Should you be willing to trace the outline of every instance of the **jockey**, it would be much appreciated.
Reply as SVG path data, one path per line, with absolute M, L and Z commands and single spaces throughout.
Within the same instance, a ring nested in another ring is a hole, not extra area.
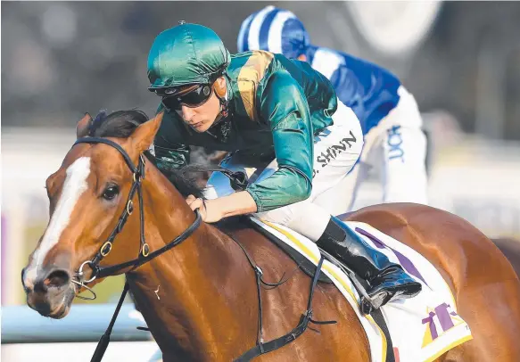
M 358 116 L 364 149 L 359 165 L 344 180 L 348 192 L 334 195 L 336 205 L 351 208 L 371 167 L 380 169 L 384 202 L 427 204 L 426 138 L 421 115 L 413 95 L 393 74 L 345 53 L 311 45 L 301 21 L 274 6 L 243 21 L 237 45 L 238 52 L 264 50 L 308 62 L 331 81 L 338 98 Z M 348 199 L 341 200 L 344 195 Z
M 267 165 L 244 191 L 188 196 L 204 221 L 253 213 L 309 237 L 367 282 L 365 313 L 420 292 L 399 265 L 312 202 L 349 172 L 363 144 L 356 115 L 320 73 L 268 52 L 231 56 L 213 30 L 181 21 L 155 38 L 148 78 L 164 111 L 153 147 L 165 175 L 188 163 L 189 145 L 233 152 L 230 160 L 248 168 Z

----

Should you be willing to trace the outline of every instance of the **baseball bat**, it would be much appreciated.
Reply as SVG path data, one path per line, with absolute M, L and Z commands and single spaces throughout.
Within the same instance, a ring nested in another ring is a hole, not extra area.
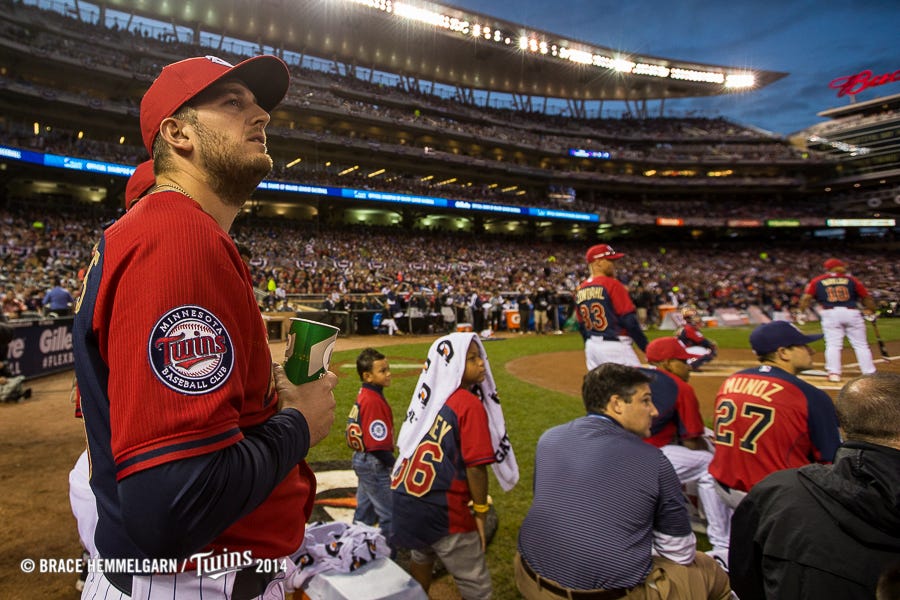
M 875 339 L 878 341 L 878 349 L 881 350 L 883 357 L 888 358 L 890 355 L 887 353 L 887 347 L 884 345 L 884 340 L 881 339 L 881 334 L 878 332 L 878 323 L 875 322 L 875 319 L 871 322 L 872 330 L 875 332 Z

----

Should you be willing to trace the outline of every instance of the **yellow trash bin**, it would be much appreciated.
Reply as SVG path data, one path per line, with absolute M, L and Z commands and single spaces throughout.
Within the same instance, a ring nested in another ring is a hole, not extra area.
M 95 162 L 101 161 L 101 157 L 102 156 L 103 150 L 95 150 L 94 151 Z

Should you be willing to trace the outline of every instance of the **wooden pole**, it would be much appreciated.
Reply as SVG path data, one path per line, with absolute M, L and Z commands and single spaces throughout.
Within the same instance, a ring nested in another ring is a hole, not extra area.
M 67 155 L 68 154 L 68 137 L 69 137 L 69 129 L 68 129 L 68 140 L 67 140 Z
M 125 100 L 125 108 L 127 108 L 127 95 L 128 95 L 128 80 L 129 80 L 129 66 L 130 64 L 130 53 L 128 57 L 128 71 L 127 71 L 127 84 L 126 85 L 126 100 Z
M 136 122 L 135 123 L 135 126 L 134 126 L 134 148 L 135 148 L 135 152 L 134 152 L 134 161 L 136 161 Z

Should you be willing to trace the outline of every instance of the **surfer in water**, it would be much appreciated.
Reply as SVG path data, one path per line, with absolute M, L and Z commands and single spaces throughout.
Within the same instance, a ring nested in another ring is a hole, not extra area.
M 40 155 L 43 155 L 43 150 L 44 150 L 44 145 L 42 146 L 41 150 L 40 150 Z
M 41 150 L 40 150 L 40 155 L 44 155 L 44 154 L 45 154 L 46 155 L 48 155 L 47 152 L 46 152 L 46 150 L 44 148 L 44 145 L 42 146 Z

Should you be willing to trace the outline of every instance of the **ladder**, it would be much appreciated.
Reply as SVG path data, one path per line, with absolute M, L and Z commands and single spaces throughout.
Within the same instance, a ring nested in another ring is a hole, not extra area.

----

• _WRITTEN REQUEST_
Copy out the lines from the one containing "the **jockey**, it would be much appreciated." through the one containing "M 358 116 L", both included, leaving out any pictures.

• _FINISHED ANSWER_
Should you be willing to trace the outline of every instance of the **jockey**, it would be much appreciated.
Reply as SVG path data, one path per line, with absolute M, L and Z commands and single spaces throughout.
Within the same instance, a ring nested in another ring is a hole, not extra area.
M 358 116 L 364 149 L 359 165 L 344 180 L 348 192 L 334 195 L 336 205 L 351 208 L 371 167 L 380 169 L 384 202 L 427 204 L 426 138 L 421 115 L 413 95 L 393 74 L 345 53 L 311 45 L 301 21 L 274 6 L 243 21 L 237 45 L 238 52 L 264 50 L 308 62 L 331 81 L 338 98 Z M 348 199 L 341 200 L 344 195 Z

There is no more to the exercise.